Sen. Cleland dies; veteran lost 3 limbs in Vietnam
ATLANTA — Max Cleland, who lost three limbs to a hand grenade in Vietnam and later became a groundbreaking Veterans Administration chief and U.S. senator from Georgia until an attack ad questioning his patriotism derailed his re-election, died on Tuesday. He was 79.
Cleland died at his home in Atlanta from congestive heart failure, his personal assistant Linda Dean told The Associated Press.
Cleland was a U.S. Army captain in Vietnam when he lost his right arm and two legs while picking up a fallen grenade in 1968. He blamed himself for decades, until he learned that another soldier had dropped it. He also spent many months in hospitals ill-equipped to help so many wounded soldiers.
Fellow veterans cheered when President Jimmy Carter appointed Cleland to lead the Veterans Administration, a post he held from 1977 to 1981. The VA and the wider medical community recognized post-traumatic stress disorder — what had been previously been dismissed as shell-shock — as a genuine condition while Cleland was in charge, and he worked to provide veterans and their families with better care.

◆ **ASSIGNMENT A**:
Turn the paragraph of the Cleland article beginning "Cleland was a U.S. Army captain" into a short bulleted list of its main facts.
◆ **ASSIGNMENT B**:
Answer these questions from different parts of the Cleland article:
(i) How old was Cleland when he died?
(ii) What did he die from?
(iii) During which years did he lead the Veterans Administration?
◆ **ASSIGNMENT C**:
In the Cleland article, start at the words "Sen. Cleland dies;" and stop after "many wounded soldiers.". Write that passage out, swapping "Vietnam" for "Southeast Asia".
Rely on the Cleland article alone.

◆ **DATA LISTING**:

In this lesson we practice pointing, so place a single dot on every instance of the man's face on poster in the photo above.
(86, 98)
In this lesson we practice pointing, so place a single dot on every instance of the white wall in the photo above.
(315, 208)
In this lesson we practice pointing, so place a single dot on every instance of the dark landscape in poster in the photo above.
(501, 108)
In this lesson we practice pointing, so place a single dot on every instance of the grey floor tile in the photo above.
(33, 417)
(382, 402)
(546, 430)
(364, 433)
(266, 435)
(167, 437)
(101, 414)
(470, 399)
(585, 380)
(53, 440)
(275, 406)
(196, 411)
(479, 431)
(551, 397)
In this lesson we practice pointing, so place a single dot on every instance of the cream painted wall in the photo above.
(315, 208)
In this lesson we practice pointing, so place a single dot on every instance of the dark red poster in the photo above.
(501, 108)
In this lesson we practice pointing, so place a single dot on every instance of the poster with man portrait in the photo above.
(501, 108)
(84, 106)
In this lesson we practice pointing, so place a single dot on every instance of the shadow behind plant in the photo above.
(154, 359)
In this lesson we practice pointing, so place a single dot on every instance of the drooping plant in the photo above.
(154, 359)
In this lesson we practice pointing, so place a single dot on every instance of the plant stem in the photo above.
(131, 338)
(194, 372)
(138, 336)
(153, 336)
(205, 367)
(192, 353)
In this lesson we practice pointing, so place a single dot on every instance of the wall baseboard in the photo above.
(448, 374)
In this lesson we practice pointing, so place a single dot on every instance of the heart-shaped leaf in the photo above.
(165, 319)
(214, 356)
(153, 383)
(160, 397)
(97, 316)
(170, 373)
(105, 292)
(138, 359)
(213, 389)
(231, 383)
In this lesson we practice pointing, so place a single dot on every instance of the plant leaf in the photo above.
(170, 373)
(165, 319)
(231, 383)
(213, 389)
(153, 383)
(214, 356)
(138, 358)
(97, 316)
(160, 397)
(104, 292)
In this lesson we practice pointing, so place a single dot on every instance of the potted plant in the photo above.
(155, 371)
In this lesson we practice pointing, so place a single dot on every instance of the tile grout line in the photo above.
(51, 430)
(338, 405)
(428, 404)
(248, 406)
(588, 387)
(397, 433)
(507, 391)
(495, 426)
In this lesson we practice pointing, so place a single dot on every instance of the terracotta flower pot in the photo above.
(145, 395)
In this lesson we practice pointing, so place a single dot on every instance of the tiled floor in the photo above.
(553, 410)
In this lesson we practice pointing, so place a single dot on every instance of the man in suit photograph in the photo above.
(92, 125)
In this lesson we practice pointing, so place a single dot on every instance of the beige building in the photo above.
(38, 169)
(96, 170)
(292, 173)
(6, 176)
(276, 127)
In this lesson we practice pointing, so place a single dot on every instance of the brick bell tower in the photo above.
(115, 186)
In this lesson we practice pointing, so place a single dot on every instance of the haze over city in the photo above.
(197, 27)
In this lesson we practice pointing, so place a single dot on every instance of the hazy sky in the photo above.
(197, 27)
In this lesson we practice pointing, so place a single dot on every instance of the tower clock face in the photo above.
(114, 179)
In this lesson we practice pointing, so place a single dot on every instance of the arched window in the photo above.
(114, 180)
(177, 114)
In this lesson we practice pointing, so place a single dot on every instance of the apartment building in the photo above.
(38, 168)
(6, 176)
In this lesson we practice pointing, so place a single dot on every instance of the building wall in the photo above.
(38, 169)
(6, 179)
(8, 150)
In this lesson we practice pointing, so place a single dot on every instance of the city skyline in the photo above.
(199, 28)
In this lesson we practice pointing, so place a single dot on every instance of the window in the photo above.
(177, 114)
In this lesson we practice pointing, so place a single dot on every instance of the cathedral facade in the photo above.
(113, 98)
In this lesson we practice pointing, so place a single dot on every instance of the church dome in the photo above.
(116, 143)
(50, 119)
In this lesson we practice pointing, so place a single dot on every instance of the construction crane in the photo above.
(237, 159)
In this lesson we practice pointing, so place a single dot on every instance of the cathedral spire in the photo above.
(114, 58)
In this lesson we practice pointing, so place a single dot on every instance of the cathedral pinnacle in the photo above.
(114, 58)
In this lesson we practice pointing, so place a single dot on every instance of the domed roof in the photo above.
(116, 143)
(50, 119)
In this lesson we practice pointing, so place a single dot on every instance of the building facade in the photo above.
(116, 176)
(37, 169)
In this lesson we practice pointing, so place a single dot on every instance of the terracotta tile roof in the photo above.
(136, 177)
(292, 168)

◆ **TASK ANSWER A**:
- In 1968, Cleland was a U.S. Army captain in Vietnam.
- He lost his right arm and both legs while picking up a fallen grenade.
- For decades he blamed himself, until he learned another soldier had dropped it.
- He spent many months in hospitals ill-equipped to help so many wounded soldiers.

◆ **TASK ANSWER B**:
(i) 79
(ii) Congestive heart failure
(iii) 1977 to 1981

◆ **TASK ANSWER C**:
Sen. Cleland dies; veteran lost 3 limbs in Southeast Asia
ATLANTA — Max Cleland, who lost three limbs to a hand grenade in Southeast Asia and later became a groundbreaking Veterans Administration chief and U.S. senator from Georgia until an attack ad questioning his patriotism derailed his re-election, died on Tuesday. He was 79.
Cleland died at his home in Atlanta from congestive heart failure, his personal assistant Linda Dean told The Associated Press.
Cleland was a U.S. Army captain in Southeast Asia when he lost his right arm and two legs while picking up a fallen grenade in 1968. He blamed himself for decades, until he learned that another soldier had dropped it. He also spent many months in hospitals ill-equipped to help so many wounded soldiers.